* **PASSAGE PROVIDED**:
This show has improved, though the quiz format is utterly redundant.

Frankie Boyle needs to calm down though. He's funny, but he doesn't let anyone else get a word in.


----------



## Awesome Wells (Jul 30, 2009)

Griff said:


> Yeah, the woman seeing herself in the mirror was one of those ghastly telly moments.


It was indeed like the origin scene for a Batman supervillain (and Tim Burton sprang to my mind as well, though he isn't a Batman supervillain).


----------



## Awesome Wells (Jul 30, 2009)

Griff said:


> Didn't think much of this week's one to be honest. Kyle is too easy a target really.


If it's easy it doesn't mean it's less fun. Like making a sandwich.


----------



## foo (Jul 30, 2009)

it was still a bit shit, and Charlie is bloody embarrassing to watch at times but i loved Josie so she saved the day for me.


----------



## Pieface (Jul 30, 2009)

kabbes said:


> It was great for the section on The Swan.
> 
> My only problem was that they let the programmes that led to The Swan off too lightly.  The likes of 10 Years Younger.  And even 10 Years' forerunners, like the Trinny and Susanna rubbish.  The whole genre is appalling.



I was absolutely speechless when he told us about The Swan.  Really.  But I guess it's just a step on from Nicky Hammbeleleleltonian.


----------



## ChrisFilter (Jul 30, 2009)

I've really enjoyed all of it. I also fell in love with Jamelia in the first episode. My neighbour is a 2nd generation West Indian Brummie* and sounds a lot like her, and so my crush only increases day by day.

*Though I love in South London


----------



## Gingerman (Jul 30, 2009)

BanjoStep said:


> I've really enjoyed all of it. I also fell in love with Jamelia in the first episode. My neighbour is a 2nd generation West Indian Brummie* and sounds a lot like her, and so my crush only increases day by day.
> 
> *Though I love in South London



((((Jamelia)))) be still my beating heart


----------



## rollinder (Jul 30, 2009)

oh and the "hope nobodys really reading my mind right now and Josie won't discover I really fancy her' bit was so Buzcocks they should sue. (funny though)

* **Location identification lines**:
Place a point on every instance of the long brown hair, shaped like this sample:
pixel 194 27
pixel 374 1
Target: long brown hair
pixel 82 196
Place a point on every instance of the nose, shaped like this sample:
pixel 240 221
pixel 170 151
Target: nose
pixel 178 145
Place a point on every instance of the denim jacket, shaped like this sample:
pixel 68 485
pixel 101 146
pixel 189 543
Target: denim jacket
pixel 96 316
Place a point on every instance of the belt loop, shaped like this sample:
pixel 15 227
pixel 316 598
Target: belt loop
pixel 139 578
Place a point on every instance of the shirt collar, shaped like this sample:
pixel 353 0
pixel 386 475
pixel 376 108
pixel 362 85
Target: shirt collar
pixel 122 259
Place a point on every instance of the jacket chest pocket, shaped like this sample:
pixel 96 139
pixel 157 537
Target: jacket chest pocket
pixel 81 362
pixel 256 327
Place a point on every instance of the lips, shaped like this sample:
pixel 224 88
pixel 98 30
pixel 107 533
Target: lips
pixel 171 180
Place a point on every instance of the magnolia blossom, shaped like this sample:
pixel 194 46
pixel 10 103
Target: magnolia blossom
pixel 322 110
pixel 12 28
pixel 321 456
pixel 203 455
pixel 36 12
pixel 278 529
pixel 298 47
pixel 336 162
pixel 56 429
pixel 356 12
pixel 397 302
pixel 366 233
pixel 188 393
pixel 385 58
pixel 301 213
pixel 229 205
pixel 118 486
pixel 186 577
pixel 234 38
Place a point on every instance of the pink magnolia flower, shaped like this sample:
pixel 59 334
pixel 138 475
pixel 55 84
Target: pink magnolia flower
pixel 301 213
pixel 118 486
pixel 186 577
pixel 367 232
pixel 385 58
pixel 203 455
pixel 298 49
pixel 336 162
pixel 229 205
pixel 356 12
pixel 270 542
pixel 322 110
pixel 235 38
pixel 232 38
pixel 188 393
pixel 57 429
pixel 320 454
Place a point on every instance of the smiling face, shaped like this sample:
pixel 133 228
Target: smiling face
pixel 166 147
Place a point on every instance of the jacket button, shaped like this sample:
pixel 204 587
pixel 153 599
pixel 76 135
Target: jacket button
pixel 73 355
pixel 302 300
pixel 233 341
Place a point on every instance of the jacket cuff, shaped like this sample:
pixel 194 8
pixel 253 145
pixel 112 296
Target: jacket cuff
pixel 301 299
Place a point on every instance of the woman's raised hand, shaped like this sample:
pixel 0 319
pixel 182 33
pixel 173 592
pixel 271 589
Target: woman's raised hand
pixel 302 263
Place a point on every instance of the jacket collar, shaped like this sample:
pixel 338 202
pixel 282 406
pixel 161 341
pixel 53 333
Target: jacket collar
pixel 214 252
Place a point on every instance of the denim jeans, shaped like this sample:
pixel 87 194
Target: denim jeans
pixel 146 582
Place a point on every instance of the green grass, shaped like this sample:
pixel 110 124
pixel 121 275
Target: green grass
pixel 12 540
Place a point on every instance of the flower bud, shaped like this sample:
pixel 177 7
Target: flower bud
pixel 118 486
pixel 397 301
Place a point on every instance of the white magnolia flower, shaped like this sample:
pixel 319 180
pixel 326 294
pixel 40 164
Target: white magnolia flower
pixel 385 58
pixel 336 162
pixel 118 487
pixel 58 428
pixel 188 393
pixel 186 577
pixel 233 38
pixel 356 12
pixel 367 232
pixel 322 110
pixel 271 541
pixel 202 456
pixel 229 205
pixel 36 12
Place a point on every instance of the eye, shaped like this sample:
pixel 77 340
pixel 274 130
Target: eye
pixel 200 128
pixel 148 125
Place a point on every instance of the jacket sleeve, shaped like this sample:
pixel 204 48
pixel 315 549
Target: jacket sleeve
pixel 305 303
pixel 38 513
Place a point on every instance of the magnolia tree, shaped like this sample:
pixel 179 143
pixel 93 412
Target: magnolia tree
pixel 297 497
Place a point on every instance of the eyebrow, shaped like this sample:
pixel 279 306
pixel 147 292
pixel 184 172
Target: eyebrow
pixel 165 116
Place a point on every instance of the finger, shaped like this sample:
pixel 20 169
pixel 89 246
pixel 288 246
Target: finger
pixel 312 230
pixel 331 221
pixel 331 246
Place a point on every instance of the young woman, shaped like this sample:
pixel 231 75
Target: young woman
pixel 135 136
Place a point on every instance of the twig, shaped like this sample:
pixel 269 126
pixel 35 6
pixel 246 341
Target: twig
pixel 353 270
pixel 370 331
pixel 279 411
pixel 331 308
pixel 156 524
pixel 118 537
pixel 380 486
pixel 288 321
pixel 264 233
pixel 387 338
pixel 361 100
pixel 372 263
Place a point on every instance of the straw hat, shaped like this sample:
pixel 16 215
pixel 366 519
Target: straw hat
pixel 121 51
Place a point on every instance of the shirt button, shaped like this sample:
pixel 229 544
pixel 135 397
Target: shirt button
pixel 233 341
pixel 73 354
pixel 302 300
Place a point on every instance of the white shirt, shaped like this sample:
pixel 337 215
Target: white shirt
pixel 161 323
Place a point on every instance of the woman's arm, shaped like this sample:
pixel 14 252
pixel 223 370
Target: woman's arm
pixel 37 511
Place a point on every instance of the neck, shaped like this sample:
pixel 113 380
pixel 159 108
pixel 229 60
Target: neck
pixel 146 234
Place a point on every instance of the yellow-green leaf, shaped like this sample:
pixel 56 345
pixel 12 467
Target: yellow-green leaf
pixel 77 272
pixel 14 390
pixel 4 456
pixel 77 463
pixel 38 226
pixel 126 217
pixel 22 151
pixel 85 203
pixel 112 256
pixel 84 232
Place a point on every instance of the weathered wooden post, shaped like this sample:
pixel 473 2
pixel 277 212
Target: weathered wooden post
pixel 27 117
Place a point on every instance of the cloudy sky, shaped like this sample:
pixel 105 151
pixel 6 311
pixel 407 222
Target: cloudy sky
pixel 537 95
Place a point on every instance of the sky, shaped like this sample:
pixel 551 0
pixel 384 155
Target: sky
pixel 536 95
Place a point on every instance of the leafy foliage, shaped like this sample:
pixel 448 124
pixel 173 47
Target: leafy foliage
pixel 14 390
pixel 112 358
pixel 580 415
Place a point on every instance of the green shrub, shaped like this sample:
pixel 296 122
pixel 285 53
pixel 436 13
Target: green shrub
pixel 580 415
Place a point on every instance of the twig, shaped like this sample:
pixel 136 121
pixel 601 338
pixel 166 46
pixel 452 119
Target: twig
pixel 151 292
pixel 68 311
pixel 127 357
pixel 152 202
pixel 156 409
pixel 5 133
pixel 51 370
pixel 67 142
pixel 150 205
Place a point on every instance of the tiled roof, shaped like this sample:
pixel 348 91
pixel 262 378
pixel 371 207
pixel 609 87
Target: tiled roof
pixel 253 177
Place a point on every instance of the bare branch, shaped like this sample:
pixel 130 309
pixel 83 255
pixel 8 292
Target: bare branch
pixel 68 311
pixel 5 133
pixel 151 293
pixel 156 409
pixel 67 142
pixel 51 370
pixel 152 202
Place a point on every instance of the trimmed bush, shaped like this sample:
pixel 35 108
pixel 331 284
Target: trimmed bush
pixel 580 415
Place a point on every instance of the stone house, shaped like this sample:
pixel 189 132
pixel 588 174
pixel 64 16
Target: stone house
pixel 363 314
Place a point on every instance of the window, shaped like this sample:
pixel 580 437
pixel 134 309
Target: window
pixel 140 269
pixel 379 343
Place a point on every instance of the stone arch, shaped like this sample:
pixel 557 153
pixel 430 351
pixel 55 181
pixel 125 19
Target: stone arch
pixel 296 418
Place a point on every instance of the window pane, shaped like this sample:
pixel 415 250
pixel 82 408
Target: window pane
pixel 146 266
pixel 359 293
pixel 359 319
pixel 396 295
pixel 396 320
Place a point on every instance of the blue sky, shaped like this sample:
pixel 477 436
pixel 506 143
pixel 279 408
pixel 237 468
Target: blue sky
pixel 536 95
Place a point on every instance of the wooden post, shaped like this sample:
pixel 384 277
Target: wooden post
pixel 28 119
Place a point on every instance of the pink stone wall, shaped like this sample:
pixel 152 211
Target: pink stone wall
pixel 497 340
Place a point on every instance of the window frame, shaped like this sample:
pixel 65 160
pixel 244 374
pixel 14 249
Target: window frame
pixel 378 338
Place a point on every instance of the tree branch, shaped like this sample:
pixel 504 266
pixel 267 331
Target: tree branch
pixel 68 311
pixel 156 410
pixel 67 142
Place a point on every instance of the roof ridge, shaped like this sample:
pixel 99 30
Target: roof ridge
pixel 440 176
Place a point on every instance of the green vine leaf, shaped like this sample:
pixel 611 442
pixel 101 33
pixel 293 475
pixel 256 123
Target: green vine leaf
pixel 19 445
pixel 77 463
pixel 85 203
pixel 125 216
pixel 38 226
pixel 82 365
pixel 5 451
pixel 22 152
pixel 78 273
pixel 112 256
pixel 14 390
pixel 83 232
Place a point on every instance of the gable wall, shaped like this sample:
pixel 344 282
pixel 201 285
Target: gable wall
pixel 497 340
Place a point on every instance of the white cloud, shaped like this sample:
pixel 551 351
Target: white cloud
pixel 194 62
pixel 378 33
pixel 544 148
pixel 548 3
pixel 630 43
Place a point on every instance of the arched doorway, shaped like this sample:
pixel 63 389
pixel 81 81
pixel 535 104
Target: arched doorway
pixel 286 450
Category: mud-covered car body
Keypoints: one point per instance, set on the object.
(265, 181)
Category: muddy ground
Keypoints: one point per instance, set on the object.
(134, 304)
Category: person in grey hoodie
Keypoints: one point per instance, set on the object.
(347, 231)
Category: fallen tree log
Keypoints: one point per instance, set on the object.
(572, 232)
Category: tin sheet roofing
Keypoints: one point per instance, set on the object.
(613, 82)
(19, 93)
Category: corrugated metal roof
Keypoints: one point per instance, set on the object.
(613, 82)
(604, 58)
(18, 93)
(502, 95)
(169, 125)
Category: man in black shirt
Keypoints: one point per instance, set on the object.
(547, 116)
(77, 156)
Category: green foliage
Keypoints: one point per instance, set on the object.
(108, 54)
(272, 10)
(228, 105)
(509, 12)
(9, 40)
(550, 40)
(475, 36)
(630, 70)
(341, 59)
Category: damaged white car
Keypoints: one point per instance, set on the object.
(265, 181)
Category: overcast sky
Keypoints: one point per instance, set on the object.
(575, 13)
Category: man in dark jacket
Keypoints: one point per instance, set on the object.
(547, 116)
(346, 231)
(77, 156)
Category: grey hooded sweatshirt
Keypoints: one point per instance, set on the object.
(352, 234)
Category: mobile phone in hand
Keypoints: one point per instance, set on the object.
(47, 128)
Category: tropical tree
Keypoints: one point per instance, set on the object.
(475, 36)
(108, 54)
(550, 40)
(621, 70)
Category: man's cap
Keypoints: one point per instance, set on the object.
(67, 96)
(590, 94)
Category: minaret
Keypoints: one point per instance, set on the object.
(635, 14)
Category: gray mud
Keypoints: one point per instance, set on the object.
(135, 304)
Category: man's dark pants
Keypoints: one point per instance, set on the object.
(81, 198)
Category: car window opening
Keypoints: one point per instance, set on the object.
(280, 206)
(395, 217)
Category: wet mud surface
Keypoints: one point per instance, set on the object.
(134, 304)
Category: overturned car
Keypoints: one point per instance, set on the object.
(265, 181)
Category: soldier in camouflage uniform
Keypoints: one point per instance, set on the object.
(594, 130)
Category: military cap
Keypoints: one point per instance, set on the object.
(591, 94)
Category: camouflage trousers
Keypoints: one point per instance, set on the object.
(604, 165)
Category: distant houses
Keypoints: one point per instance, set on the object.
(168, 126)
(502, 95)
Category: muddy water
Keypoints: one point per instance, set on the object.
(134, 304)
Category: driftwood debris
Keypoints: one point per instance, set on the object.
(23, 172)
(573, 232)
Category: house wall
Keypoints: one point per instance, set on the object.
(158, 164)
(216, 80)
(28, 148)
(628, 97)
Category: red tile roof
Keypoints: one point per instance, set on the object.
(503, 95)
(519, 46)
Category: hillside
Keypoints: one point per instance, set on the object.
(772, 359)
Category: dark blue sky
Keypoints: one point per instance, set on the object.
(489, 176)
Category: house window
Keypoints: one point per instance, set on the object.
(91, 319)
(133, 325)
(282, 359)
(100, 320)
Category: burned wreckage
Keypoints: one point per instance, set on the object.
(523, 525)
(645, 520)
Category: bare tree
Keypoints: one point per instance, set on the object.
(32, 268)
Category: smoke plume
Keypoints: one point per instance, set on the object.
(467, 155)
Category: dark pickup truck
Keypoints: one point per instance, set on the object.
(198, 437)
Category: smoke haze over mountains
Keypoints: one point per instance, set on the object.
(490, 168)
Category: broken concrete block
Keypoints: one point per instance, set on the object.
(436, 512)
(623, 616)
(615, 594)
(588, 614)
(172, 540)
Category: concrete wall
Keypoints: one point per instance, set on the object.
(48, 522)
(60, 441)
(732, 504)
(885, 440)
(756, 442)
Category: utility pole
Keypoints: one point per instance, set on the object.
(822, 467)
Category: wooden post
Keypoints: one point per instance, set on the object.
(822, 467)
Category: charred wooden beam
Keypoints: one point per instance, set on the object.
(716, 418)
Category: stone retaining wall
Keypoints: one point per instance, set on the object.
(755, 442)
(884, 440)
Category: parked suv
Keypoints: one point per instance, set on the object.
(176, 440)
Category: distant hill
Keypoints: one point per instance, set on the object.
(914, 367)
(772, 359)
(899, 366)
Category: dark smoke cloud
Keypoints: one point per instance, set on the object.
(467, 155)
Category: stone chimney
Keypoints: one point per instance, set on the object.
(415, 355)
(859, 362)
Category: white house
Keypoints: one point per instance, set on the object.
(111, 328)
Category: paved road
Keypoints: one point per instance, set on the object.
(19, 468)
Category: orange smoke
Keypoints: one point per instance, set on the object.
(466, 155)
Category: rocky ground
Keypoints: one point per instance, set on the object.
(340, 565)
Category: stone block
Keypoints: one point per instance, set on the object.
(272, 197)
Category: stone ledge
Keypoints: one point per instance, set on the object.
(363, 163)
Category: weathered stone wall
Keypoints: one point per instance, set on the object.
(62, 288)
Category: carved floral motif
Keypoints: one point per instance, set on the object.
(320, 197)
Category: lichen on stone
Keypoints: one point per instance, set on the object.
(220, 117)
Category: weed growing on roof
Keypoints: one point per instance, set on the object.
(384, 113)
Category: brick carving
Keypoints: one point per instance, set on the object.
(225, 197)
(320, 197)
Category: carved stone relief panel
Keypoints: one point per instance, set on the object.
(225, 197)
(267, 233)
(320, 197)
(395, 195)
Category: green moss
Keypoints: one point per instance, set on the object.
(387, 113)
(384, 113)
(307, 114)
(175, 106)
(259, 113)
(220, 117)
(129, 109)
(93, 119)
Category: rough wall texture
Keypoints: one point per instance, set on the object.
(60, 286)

* **CHALLENGES**:
A - In the forum thread, which person does the first poster say needs to calm down?
B - Explain in one to three sentences why ChrisFilter's crush on Jamelia grows day by day, according to the forum thread.
C - Please continue the forum thread with another post that follows on from the last one shown.
These lines have no connection to the forum thread.

* **TASK-BY-TASK OUTPUTS**:
A - Frankie Boyle.

B - ChrisFilter's neighbor is a second-generation West Indian Brummie who sounds a lot like Jamelia. That resemblance makes the crush grow day by day.

C -
----------



## ebay sex moomin (Aug 4, 2009)

The format seems to be gelling more and more with each episode- I thought tonight's was excellent.

"Jeremy Clarkson slagging off Gordon Brown- that's like the c**t calling the kettle a c**t!" 

plus I love Reg Hunter. In fact, the quality of all the guests has been outstanding. And then there's Brooker himself- the icing on a sarcastic, bitter and hilarious cake.

I so want to see 'Iron Chef' now


----------



## strung out (Aug 4, 2009)

yeah, tonight's episode was ace.


----------



## foo (Aug 5, 2009)

ebay sex moomin said:


> plus I love Reg Hunter. In fact, the quality of all the guests has been outstanding. And then there's Brooker himself- the icing on a sarcastic, bitter and hilarious cake.



Brooker being sarcastic and bitter, fine. Brooker being giggly and teenage, embarrassing. 

still, last night's was better and i must like something about it cos i keep watching it...


----------



## grubby local (Aug 5, 2009)

Just saw it for the first time. it's cringe-worthy. Denis Norton meets Chris Tarrant with sycophantic Brooker-lovers for an audience. The panel and Brooker are squirming, the format is a washout. The only bits that work are Brooker's pre-recorded rants a la Screenwipe. So just stick to Screenwipe!
Lame, lame, lame.
gx


----------



## sojourner (Aug 5, 2009)

ebay sex moomin said:


> I so want to see 'Iron Chef' now



I was wondering where I had seen a reference to this show before - and it was on Futurama, I'm sure of it

Anyone?


----------



## Voley (Aug 5, 2009)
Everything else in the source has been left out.